#### GIVEN ENTRIES:
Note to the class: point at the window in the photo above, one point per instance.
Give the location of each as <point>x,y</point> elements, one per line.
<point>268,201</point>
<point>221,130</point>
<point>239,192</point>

#### REQUIRED ACTION:
Print the records once more, exactly as written.

#### EXERCISE ANSWER:
Note to the class: point at the window in the photo above, one point per instance.
Give the location of each as <point>x,y</point> elements, one per line.
<point>268,201</point>
<point>221,130</point>
<point>239,192</point>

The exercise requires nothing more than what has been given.